══ Given text

To further investigate the crystallographic features, the TEM, HRTEM and the corresponding SAED analysis were performed. As shown in Figure S2 and Figure 3, the changing trend in the shape and crystal planes for Cu2O nanocrystals can be clearly observed. Take Figure 3A for an example; c-Cu2O(100) exhibited a relatively well-defined cube shape. The high-resolution TEM (HRTEM) image as shown in Figure 3B, which exhibits clear fringes with lattice spacing of 0.18 nm, corresponds to the (100) surfaces of Cu2O nanocrystals, and the corresponding SAED pattern also indicated c-Cu2O(100) exposes the (100) surfaces (Figure 3C). Figure 3D shows the TEM image of Cu2O-1; its corners disappeared and gradually became a round arc compared to c-Cu2O(100). When sited on the yellow region, namely the surface of Cu2O-1, the results of the HRTEM image (Figure 3E) and SAED pattern (Figure 3F) agree with those of c-Cu2O(100), which indicated that Cu2O-1 exposes (111) surfaces. As mentioned about the section of Figure 2, the round arc corner gradually enlarged from cube to sphere after continuing addition of PVP from 0 to 4 g. For further understanding of this changing, TEM, HRTEM and the corresponding SAED measurements were performed to Cu2O-4(111). As shown in Figure S2C and Figure 3G, Cu2O-4(111) possesses spherical morphology and the lattice spacing of about 0.24 nm (Figure 3H), which correspond to the (111) lattice planes of Cu2O. Exposed (111) facets were further demonstrated by the corresponding SAED pattern (Figure 3I). These results about Cu2O nanocrystals agreed with the previous reports [19,20,37].

════

Reproduce the entire passage on Cu2O nanocrystal microscopy word for word. The records were drawn from a separate source.

══ Material provided

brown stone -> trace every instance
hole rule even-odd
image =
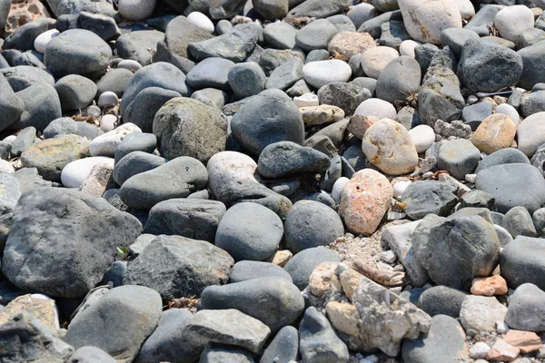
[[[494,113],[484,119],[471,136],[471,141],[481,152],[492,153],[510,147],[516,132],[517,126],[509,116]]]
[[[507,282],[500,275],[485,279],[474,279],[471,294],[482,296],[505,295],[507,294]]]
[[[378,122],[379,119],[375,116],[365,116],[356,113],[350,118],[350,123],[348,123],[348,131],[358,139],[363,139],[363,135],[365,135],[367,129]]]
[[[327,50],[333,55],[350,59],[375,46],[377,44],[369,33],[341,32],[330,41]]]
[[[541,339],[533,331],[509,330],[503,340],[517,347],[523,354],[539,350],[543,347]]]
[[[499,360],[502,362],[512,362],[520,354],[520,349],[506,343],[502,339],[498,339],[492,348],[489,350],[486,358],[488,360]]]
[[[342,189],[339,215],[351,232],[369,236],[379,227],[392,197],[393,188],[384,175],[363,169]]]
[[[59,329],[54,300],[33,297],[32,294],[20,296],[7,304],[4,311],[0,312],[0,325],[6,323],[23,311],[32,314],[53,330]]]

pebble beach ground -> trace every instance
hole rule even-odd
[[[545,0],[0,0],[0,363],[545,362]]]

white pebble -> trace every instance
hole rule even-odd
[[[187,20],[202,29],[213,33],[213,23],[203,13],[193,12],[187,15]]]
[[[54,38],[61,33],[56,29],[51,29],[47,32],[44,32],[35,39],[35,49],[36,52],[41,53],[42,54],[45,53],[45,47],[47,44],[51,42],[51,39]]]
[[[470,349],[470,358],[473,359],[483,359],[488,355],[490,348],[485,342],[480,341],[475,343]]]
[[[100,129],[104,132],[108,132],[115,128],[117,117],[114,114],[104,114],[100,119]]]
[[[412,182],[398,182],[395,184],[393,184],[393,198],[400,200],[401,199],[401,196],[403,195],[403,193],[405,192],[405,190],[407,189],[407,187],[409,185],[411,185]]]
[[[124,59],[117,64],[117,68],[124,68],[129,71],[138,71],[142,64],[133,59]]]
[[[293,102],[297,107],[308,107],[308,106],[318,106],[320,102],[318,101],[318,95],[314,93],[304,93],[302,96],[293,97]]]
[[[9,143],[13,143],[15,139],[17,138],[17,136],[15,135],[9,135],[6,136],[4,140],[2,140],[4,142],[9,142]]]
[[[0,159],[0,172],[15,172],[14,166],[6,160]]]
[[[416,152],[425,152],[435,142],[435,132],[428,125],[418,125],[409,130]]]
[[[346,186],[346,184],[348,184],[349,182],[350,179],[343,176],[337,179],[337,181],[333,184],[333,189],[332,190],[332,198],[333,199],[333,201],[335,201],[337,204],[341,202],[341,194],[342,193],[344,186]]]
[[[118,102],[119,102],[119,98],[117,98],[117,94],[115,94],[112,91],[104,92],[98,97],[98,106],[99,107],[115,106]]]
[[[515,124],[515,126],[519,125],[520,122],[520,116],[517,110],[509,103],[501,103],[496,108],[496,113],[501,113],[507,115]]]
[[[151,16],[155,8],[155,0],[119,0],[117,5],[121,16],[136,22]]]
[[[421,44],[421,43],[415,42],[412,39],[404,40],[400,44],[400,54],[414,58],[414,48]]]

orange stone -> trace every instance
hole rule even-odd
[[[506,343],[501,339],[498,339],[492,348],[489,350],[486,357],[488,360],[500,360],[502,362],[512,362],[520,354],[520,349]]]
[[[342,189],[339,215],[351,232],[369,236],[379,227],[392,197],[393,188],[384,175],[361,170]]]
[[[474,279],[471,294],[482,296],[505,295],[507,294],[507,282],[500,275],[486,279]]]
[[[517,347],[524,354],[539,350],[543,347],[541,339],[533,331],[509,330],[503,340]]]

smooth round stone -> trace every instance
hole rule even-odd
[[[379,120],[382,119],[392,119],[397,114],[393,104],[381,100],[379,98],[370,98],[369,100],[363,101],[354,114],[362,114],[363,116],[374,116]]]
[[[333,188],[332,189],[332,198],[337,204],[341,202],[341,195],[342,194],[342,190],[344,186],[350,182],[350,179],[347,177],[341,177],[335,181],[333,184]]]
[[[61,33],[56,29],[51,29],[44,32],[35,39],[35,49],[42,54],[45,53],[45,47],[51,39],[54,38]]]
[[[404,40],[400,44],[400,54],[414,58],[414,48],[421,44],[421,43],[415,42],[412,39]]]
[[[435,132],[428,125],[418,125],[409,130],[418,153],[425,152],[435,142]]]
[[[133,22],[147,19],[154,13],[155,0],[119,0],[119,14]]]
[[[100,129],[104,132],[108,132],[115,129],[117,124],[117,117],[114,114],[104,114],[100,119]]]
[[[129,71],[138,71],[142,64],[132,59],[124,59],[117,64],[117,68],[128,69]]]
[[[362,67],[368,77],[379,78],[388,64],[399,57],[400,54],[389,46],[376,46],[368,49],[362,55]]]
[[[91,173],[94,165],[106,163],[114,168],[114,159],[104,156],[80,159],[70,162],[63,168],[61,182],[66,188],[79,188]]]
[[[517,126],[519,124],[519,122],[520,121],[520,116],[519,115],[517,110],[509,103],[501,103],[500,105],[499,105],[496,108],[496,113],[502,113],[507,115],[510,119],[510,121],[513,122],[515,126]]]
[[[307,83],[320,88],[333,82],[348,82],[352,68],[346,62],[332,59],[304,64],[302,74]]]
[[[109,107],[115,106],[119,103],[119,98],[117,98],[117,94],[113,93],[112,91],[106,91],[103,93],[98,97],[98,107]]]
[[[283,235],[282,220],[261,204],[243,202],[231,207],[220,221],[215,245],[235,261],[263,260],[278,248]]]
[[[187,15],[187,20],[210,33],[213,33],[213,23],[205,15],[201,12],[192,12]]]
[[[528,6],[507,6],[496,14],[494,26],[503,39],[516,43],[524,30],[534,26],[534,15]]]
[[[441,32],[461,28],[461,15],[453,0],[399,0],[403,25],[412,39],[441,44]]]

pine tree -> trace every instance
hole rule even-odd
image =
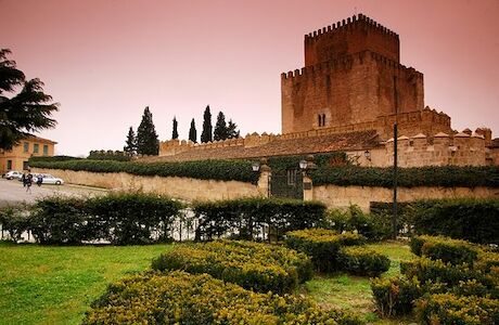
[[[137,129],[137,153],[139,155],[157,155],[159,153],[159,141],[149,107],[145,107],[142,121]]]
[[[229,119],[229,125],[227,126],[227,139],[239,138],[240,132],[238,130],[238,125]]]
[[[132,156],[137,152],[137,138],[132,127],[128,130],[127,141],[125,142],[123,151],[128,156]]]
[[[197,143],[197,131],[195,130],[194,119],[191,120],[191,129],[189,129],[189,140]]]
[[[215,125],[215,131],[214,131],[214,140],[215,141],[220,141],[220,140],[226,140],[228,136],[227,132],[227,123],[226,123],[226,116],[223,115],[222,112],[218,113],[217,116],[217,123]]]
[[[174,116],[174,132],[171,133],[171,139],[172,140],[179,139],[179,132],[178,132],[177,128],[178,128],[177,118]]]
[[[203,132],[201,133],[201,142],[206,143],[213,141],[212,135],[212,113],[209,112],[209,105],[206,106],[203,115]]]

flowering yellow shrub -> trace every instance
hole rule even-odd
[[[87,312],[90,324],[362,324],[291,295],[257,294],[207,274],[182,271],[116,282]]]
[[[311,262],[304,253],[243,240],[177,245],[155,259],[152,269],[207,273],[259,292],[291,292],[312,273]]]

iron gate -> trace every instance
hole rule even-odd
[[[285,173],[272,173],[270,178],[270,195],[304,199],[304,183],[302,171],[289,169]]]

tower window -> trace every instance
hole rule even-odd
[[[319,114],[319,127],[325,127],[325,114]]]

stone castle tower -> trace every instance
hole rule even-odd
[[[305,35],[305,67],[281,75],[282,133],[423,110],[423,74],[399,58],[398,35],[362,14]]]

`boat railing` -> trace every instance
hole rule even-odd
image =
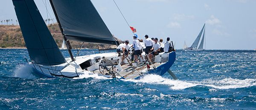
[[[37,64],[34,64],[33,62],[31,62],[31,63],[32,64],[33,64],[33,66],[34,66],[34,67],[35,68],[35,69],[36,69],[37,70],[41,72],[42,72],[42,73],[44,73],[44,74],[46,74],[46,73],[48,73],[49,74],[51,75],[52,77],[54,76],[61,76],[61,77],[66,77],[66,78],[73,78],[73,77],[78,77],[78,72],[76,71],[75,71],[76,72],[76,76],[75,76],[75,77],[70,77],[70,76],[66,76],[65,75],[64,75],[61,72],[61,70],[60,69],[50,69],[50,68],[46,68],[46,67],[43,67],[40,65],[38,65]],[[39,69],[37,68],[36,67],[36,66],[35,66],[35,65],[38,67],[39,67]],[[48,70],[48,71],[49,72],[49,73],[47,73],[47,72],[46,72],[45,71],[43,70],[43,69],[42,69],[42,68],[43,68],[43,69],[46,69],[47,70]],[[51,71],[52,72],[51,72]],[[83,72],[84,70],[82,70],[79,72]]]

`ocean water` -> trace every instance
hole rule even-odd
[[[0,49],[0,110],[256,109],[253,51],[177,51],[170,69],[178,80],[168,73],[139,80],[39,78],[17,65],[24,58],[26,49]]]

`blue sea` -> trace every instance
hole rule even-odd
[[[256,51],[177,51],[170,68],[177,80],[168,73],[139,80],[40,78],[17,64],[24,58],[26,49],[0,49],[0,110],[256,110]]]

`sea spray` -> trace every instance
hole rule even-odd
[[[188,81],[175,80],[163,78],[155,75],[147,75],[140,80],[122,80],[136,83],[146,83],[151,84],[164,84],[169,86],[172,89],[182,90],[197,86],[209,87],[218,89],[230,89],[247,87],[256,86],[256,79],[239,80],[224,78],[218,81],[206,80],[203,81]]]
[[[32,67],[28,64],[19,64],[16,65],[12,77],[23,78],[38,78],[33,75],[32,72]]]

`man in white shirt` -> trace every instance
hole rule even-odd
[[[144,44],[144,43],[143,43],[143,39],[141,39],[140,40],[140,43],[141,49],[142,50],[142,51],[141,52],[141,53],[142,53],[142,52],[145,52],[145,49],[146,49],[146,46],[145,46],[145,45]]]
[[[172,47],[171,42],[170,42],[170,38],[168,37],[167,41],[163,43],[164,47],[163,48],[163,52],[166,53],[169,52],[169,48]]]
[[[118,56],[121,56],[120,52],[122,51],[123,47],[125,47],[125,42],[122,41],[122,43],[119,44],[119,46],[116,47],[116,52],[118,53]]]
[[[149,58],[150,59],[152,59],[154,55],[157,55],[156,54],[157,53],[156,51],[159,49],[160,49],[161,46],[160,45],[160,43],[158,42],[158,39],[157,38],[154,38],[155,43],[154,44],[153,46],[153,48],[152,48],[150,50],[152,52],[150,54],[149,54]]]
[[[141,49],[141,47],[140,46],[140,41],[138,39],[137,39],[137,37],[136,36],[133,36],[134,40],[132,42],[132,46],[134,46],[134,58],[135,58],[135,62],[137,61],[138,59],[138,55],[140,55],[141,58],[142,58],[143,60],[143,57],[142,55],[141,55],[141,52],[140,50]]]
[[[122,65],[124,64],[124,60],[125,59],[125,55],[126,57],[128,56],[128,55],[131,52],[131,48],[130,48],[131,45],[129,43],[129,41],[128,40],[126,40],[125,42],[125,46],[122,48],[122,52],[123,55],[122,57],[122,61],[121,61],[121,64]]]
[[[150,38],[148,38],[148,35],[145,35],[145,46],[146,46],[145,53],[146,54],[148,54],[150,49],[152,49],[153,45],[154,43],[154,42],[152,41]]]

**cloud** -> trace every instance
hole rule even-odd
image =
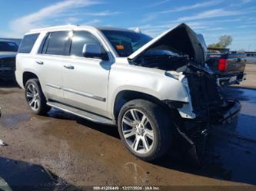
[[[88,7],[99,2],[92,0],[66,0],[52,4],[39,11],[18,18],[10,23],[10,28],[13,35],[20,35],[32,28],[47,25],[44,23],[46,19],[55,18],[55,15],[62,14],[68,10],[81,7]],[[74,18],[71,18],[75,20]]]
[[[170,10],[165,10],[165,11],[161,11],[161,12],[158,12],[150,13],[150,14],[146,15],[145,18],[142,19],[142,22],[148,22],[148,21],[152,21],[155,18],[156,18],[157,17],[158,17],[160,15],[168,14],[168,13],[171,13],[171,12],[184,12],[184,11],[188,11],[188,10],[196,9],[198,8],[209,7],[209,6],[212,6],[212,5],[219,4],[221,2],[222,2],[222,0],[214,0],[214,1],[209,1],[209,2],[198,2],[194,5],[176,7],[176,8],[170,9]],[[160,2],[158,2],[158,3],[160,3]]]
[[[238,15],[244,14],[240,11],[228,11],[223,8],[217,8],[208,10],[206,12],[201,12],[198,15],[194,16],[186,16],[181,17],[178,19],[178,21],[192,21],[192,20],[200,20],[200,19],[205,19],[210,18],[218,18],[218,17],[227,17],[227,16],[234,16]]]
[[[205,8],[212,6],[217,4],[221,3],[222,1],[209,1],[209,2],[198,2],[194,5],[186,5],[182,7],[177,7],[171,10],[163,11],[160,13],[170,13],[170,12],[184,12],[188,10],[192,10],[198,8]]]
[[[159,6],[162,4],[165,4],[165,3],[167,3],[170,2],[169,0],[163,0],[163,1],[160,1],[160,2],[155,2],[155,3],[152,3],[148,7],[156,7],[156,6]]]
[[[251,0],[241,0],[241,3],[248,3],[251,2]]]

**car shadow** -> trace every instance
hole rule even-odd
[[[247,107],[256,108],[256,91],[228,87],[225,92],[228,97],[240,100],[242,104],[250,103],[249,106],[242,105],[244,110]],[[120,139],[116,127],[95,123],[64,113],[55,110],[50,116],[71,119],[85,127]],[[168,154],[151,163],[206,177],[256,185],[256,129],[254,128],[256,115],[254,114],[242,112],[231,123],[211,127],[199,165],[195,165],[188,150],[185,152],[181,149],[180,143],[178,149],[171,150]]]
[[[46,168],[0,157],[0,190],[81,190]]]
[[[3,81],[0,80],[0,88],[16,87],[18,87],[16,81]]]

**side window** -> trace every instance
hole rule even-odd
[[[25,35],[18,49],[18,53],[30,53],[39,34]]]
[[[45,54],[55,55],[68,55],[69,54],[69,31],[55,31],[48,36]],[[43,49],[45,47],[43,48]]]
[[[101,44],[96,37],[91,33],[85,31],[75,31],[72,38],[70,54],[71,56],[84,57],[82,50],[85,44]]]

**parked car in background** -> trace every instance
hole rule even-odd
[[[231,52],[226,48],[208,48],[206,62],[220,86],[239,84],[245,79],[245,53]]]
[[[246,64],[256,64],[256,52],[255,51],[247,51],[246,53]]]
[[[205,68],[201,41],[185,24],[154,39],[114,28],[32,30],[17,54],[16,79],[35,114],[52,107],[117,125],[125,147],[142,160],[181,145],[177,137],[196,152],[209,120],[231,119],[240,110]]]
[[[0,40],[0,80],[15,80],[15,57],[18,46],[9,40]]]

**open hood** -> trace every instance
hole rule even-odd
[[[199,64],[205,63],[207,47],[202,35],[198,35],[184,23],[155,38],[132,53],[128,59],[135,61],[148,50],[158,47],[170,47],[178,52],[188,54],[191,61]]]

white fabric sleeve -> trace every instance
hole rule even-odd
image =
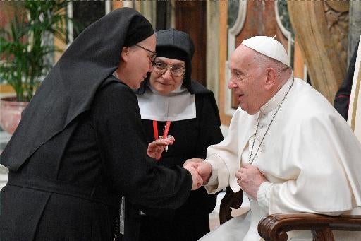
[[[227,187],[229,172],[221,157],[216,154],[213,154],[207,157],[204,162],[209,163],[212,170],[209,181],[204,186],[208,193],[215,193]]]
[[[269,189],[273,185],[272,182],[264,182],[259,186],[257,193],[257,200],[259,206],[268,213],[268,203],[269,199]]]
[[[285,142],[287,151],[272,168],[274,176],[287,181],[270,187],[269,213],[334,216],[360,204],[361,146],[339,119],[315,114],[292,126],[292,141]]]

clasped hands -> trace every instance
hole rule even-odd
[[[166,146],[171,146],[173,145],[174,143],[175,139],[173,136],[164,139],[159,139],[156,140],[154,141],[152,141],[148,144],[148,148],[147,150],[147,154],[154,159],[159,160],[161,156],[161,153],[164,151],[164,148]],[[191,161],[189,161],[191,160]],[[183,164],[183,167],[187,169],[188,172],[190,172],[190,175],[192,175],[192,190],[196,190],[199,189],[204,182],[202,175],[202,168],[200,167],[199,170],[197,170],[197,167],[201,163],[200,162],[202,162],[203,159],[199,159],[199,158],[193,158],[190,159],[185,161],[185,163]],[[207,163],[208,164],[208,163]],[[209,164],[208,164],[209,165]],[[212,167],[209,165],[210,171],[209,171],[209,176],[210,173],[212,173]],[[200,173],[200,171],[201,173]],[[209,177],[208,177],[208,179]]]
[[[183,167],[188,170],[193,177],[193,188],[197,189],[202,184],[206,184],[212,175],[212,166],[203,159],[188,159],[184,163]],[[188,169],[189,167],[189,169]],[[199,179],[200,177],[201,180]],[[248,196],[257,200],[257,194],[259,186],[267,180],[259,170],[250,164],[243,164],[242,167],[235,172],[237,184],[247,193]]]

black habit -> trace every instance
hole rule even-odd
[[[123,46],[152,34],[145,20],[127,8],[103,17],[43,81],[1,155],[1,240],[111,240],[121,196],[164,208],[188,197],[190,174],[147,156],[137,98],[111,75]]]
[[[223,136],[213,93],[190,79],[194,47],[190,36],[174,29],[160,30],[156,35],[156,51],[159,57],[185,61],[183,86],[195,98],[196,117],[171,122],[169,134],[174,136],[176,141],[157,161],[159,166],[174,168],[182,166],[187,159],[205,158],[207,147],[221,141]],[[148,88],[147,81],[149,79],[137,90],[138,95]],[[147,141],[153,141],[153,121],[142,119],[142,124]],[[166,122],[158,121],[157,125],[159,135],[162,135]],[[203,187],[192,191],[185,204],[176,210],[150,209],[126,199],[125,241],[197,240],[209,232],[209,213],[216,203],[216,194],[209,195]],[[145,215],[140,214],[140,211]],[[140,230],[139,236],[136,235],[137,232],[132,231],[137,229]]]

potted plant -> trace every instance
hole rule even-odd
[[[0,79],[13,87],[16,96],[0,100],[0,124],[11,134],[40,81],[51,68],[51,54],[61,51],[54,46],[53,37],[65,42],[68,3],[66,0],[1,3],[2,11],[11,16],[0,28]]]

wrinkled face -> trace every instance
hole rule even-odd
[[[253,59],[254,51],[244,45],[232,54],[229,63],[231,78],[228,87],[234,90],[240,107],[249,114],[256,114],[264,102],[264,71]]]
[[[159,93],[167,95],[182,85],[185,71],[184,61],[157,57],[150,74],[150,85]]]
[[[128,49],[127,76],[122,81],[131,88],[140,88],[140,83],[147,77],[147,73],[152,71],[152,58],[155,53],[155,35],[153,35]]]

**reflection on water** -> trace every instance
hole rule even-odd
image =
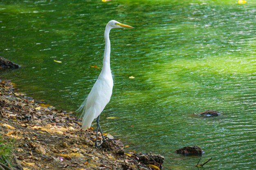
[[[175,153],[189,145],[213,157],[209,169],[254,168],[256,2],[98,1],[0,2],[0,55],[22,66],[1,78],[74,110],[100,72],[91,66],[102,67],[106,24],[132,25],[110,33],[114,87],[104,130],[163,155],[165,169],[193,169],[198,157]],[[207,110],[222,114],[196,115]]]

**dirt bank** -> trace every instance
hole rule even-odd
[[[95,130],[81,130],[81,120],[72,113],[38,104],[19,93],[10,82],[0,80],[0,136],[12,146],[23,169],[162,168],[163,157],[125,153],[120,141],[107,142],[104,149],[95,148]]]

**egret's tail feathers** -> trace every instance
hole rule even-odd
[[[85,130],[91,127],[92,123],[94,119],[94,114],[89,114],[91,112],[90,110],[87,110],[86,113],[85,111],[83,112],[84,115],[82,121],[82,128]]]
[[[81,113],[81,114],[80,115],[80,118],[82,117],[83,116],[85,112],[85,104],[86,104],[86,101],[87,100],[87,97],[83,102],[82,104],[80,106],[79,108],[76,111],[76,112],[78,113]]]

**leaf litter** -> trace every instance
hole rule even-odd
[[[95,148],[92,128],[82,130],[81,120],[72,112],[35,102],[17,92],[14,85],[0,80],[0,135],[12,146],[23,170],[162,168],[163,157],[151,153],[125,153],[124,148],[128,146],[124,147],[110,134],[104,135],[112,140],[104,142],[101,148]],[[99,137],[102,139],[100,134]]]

════

• Completed task:
To further investigate the crystallographic features, the TEM, HRTEM and the corresponding SAED analysis were performed. As shown in Figure S2 and Figure 3, the changing trend in the shape and crystal planes for Cu2O nanocrystals can be clearly observed. Take Figure 3A for an example; c-Cu2O(100) exhibited a relatively well-defined cube shape. The high-resolution TEM (HRTEM) image as shown in Figure 3B, which exhibits clear fringes with lattice spacing of 0.18 nm, corresponds to the (100) surfaces of Cu2O nanocrystals, and the corresponding SAED pattern also indicated c-Cu2O(100) exposes the (100) surfaces (Figure 3C). Figure 3D shows the TEM image of Cu2O-1; its corners disappeared and gradually became a round arc compared to c-Cu2O(100). When sited on the yellow region, namely the surface of Cu2O-1, the results of the HRTEM image (Figure 3E) and SAED pattern (Figure 3F) agree with those of c-Cu2O(100), which indicated that Cu2O-1 exposes (111) surfaces. As mentioned about the section of Figure 2, the round arc corner gradually enlarged from cube to sphere after continuing addition of PVP from 0 to 4 g. For further understanding of this changing, TEM, HRTEM and the corresponding SAED measurements were performed to Cu2O-4(111). As shown in Figure S2C and Figure 3G, Cu2O-4(111) possesses spherical morphology and the lattice spacing of about 0.24 nm (Figure 3H), which correspond to the (111) lattice planes of Cu2O. Exposed (111) facets were further demonstrated by the corresponding SAED pattern (Figure 3I). These results about Cu2O nanocrystals agreed with the previous reports [19,20,37].